─── BARIS DATASET

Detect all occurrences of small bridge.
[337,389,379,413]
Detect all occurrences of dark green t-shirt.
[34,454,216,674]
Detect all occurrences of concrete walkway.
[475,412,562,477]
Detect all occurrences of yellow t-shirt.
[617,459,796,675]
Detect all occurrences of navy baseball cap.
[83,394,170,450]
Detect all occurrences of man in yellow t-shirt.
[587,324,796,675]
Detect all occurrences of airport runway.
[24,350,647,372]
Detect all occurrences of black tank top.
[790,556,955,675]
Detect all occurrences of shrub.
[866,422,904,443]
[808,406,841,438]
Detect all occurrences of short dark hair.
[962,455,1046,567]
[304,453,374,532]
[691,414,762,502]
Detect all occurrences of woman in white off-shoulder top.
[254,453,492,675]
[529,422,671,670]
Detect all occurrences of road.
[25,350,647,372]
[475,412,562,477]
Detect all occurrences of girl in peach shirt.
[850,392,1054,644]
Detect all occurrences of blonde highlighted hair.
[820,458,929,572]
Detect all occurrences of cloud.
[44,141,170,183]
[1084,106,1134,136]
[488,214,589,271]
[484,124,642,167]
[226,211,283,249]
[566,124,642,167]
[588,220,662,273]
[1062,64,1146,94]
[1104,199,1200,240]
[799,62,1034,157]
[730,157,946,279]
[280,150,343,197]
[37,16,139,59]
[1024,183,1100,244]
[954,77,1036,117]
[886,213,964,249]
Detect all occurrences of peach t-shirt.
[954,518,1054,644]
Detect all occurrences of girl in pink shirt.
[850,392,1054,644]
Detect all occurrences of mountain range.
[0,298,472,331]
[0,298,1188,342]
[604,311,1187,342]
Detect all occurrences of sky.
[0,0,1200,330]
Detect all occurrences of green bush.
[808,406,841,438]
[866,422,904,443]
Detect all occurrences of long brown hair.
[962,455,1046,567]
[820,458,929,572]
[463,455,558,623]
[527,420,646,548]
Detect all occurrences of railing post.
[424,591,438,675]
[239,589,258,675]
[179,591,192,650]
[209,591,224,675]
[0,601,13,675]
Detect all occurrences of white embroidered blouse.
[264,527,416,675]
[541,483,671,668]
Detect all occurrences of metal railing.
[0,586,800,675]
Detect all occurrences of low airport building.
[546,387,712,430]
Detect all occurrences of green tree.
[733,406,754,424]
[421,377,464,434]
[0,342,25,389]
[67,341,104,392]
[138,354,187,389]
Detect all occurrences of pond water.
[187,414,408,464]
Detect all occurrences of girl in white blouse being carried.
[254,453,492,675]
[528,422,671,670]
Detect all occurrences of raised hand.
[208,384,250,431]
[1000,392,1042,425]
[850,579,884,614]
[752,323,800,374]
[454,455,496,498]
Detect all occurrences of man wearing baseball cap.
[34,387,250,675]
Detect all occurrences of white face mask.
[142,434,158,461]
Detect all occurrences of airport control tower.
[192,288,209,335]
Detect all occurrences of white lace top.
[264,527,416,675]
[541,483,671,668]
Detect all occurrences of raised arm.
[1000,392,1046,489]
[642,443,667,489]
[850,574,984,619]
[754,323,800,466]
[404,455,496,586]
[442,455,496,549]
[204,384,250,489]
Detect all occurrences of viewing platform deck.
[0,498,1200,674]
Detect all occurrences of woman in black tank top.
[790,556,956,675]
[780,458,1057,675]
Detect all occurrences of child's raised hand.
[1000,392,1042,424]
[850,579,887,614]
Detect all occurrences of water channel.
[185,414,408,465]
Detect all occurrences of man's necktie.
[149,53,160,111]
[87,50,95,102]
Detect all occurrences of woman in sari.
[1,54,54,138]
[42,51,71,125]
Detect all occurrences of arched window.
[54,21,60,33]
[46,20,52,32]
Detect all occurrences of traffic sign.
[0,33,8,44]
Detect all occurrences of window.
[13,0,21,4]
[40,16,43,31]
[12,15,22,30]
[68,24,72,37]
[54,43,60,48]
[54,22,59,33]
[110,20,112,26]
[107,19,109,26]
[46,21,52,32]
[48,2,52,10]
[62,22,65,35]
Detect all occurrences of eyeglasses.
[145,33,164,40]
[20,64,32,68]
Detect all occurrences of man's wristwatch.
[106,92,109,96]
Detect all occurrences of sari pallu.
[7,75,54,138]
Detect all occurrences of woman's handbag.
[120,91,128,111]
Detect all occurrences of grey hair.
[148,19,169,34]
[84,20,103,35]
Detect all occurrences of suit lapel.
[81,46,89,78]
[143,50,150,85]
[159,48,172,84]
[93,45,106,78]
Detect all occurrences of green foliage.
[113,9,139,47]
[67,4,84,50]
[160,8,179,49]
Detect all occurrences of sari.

──────

Perbarui baris-baris di atas dengan mengganti "Detect" menjadi "Locate" pada semua item, dan biarkan bagian lainnya tetap sama.

** HASIL AKHIR **
Locate all occurrences of small bridge.
[337,389,379,413]
Locate all occurrences of dark green t-shirt.
[34,454,216,674]
Locate all occurrences of concrete walkway.
[475,412,562,477]
Locate all occurrences of yellow t-shirt.
[617,459,796,675]
Locate all occurrences of navy baseball cap.
[83,394,170,450]
Locate all occurrences of man in yellow t-shirt.
[587,324,796,675]
Locate all occurrences of airport runway.
[24,350,647,372]
Locate all occurrences of black tank top.
[790,556,955,675]
Locate all occurrences of shrub.
[866,422,904,443]
[808,406,841,438]
Locate all occurrences of short dark hair.
[962,455,1046,567]
[304,453,374,532]
[691,414,762,502]
Locate all occurrences of woman in white off-shoulder top.
[254,453,492,675]
[529,422,671,670]
Locate all occurrences of road.
[25,350,647,372]
[475,412,562,477]
Locate all occurrences of girl in peach shirt.
[850,392,1054,644]
Locate all occurrences of blonde highlighted hair.
[820,458,929,572]
Locate all occurrences of cloud.
[44,141,170,183]
[1084,106,1134,136]
[488,214,589,271]
[484,124,642,167]
[226,211,283,249]
[566,124,642,167]
[588,220,662,273]
[1062,64,1146,94]
[1104,199,1200,240]
[799,62,1034,157]
[730,157,946,279]
[280,150,343,197]
[37,16,139,59]
[1024,183,1100,244]
[954,77,1036,117]
[886,213,964,249]
Locate all occurrences of peach t-shirt.
[954,518,1054,644]
Locate all occurrences of girl in pink shirt.
[850,392,1054,644]
Locate all occurrences of mountain range.
[0,298,472,331]
[0,298,1188,342]
[604,311,1187,342]
Locate all occurrences of sky.
[0,0,1200,330]
Locate all occurrences of green bush.
[808,406,841,438]
[866,422,904,443]
Locate all occurrences of long brown hair.
[962,455,1046,567]
[820,458,929,572]
[463,455,558,623]
[527,420,646,548]
Locate all occurrences of railing post.
[424,591,438,675]
[239,589,258,675]
[179,591,192,650]
[209,591,224,675]
[0,601,13,675]
Locate all occurrences of white embroidered blouse.
[264,527,416,675]
[541,483,671,668]
Locate all occurrences of metal railing.
[0,586,800,675]
Locate all occurrences of low airport building.
[546,387,712,430]
Locate all occurrences of green tree.
[733,406,754,424]
[421,377,464,434]
[0,342,25,389]
[67,341,104,392]
[138,354,187,389]
Locate all occurrences of pond water.
[187,414,408,464]
Locate all occurrences of girl in white blouse being carried.
[254,453,492,675]
[528,422,671,670]
Locate all occurrences of raised hand.
[208,384,250,431]
[1000,392,1042,425]
[850,579,884,614]
[752,323,800,374]
[454,455,496,498]
Locate all occurrences of man wearing baseball cap.
[34,387,250,675]
Locate all occurrences of white face mask.
[142,434,158,461]
Locate all occurrences of airport control tower.
[192,288,209,335]
Locate all occurrences of white lace top.
[264,527,416,675]
[541,483,671,668]
Locate all occurrences of raised arm.
[1000,392,1046,489]
[642,443,667,489]
[850,574,984,619]
[754,323,800,466]
[404,455,496,586]
[442,455,496,549]
[204,384,250,489]
Locate all occurrences of viewing platform deck.
[0,498,1200,674]
Locate all occurrences of woman in black tank top.
[790,556,956,675]
[780,458,1057,675]
Locate all occurrences of child's raised hand.
[1000,392,1042,424]
[850,579,887,614]
Locate all occurrences of water channel.
[185,414,408,465]
Locate all occurrences of man's necktie.
[149,53,160,111]
[87,50,95,102]
Locate all occurrences of woman in sari.
[1,54,54,138]
[42,51,71,125]
Locate all occurrences of arched window.
[54,21,60,33]
[46,20,52,32]
Locate all occurrences of traffic sign.
[0,33,8,44]
Locate all occurrences of window.
[13,0,21,4]
[40,16,43,31]
[12,15,22,30]
[68,24,72,37]
[54,43,60,48]
[54,22,59,33]
[110,20,112,26]
[107,19,109,26]
[46,21,52,32]
[48,2,52,10]
[62,22,65,35]
Locate all occurrences of eyeglasses.
[145,33,164,40]
[20,64,32,68]
Locate all occurrences of man's wristwatch.
[106,92,109,96]
Locate all occurrences of sari pallu.
[7,75,54,138]
Locate all occurrences of woman's handbag.
[120,91,128,111]
Locate all occurrences of grey hair.
[148,19,169,34]
[84,20,103,35]
Locate all occurrences of suit lapel.
[81,46,89,78]
[143,50,150,85]
[159,48,172,84]
[93,45,106,78]
Locate all occurrences of green foliage.
[113,9,139,47]
[67,4,84,50]
[160,8,179,49]
Locate all occurrences of sari.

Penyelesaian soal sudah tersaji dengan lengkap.